Ainsi, face à une seconde récidive (3e épisode), la transplantation est préconisée après antibiothérapie standard chez le patient à statut immunitaire normal ou faiblement déprimé. Elle ne l’est pas, en revanche, en cas d’immunodépression sévère, situation dans laquelle "le groupe français de transplantation suggère une évaluation au cas par cas", a commenté Pr Philippe Seksik (gastro-entérologue, hôpital Saint-Antoine, Paris) lors d’une session dédiée aux nouvelles recommandations. La transplantation est également préconisée devant une forme sévère de colite à C. difficile ne répondant pas à l’antibiothérapie, sans préparation colique, hormis chez les sujets sévèrement immunodéprimés. Dans les deux indications, ces recommandations sont conditionnelles et le niveau de preuve faible.

- **DONNÉES**
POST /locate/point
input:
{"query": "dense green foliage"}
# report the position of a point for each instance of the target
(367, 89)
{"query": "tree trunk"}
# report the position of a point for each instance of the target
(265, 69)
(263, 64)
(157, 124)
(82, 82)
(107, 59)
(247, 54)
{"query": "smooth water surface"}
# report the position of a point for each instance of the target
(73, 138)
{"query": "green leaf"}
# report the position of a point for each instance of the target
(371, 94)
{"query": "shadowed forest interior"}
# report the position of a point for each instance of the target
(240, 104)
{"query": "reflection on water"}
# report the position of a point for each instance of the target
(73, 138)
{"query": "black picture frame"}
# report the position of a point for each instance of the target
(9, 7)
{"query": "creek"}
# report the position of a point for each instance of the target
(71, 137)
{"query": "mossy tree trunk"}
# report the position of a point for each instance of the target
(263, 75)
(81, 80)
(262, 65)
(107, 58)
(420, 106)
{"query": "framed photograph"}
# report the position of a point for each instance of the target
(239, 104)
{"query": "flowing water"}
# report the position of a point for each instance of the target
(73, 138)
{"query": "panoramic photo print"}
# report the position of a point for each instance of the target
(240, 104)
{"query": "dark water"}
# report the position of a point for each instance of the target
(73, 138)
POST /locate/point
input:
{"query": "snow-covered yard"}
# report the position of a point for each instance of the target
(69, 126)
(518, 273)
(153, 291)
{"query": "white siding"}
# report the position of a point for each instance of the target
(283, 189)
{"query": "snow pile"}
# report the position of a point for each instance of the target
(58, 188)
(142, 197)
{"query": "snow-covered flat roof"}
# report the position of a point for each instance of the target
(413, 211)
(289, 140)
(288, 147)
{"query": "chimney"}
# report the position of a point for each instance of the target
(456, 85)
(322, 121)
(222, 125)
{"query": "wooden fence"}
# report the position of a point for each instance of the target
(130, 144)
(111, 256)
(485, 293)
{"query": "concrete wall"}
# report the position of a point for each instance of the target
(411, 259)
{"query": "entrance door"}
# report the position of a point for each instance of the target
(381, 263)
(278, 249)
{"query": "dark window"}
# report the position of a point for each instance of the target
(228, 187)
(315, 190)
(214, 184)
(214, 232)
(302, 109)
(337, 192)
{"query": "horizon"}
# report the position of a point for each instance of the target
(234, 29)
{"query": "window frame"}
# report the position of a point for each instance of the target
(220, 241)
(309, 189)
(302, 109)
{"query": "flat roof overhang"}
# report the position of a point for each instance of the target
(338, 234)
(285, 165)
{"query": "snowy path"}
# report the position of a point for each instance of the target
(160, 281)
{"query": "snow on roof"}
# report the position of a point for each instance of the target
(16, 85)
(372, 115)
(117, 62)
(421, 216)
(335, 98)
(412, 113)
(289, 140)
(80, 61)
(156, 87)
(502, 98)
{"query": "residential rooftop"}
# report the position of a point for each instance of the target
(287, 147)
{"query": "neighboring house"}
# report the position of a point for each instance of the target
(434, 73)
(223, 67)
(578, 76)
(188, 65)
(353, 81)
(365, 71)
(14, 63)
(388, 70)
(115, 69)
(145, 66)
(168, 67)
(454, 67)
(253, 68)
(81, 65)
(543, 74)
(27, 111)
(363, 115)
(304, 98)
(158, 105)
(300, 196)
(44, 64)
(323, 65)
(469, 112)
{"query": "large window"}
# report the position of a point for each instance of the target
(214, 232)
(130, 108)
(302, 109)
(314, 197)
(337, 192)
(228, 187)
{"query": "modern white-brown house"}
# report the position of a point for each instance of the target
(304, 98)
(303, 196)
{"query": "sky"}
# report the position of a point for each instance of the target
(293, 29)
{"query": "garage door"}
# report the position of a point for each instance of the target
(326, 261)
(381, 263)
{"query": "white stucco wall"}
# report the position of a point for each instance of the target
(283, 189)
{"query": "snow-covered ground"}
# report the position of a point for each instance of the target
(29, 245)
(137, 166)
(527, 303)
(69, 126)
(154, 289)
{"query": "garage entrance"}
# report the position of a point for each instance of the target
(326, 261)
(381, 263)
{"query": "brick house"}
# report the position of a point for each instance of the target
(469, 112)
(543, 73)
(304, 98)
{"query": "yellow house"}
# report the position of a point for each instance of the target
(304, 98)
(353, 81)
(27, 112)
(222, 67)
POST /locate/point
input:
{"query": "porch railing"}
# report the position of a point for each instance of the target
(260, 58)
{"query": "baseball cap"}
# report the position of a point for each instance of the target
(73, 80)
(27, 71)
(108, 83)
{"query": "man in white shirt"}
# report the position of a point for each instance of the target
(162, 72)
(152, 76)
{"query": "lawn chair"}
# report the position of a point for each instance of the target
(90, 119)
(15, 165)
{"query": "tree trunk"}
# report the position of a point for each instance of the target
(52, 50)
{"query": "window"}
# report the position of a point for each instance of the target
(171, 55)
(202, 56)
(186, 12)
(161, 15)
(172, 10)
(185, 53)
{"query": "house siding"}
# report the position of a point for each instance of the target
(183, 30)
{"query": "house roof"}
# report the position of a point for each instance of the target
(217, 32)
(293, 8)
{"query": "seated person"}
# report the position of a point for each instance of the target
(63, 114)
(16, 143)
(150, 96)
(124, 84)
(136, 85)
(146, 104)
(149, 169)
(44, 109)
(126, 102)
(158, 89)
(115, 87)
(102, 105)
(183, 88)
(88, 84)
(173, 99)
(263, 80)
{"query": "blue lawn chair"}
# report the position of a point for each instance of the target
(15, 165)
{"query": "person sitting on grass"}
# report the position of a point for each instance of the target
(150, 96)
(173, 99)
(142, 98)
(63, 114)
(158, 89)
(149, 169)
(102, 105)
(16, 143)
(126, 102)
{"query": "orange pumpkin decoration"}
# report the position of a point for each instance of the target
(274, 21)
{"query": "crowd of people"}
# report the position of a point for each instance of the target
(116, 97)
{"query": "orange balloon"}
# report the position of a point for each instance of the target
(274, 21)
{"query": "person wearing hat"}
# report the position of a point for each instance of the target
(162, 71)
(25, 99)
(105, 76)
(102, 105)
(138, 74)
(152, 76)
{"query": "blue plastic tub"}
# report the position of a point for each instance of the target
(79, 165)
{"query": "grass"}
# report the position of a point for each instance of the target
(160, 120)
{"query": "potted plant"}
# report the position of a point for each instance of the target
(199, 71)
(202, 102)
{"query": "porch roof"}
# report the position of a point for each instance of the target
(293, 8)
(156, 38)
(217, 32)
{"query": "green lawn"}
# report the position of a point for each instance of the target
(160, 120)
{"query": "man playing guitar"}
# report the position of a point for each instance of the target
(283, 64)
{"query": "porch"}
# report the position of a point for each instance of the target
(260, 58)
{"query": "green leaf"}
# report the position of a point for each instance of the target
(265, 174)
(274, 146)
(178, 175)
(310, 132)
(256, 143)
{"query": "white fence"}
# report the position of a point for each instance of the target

- **SÉRIE D'EXERCICES**
A. D'après l'extrait à lire, quel est le niveau de preuve des recommandations dans les deux indications ?
B. Relevez dans l'extrait à lire toutes les expressions qui décrivent l'état immunitaire des patients.
C. Recopiez le passage de l'extrait à lire qui s'ouvre sur les mots contenant « Ainsi, face à » et se clôt sur « de preuve faible. ».

- **CORRIGÉ**
A. Le niveau de preuve est faible.

B.
- statut immunitaire normal
- faiblement déprimé
- immunodépression sévère
- sévèrement immunodéprimés

C.
Ainsi, face à une seconde récidive (3e épisode), la transplantation est préconisée après antibiothérapie standard chez le patient à statut immunitaire normal ou faiblement déprimé. Elle ne l’est pas, en revanche, en cas d’immunodépression sévère, situation dans laquelle "le groupe français de transplantation suggère une évaluation au cas par cas", a commenté Pr Philippe Seksik (gastro-entérologue, hôpital Saint-Antoine, Paris) lors d’une session dédiée aux nouvelles recommandations. La transplantation est également préconisée devant une forme sévère de colite à C. difficile ne répondant pas à l’antibiothérapie, sans préparation colique, hormis chez les sujets sévèrement immunodéprimés. Dans les deux indications, ces recommandations sont conditionnelles et le niveau de preuve faible.